• [WORK REQUIRED]:
Show each line of the items below that contains the word "flower".

══ RECORDED INFORMATION ══

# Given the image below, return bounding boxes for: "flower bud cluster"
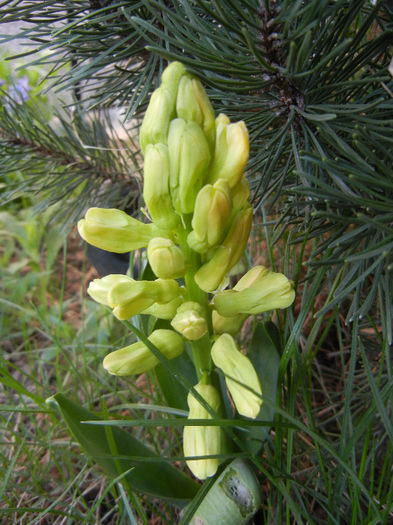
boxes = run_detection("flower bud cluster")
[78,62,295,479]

═══
══ RECORDED INFORMATION ══

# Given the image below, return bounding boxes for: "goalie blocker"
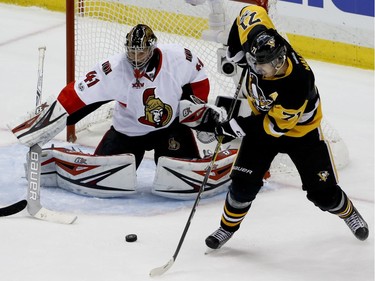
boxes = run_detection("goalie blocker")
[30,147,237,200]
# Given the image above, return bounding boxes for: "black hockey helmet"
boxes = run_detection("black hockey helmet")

═══

• [WORKED SOLUTION]:
# Given the image below, return bounding boxes for: "flower bud cluster"
boxes = run_detection("flower bud cluster")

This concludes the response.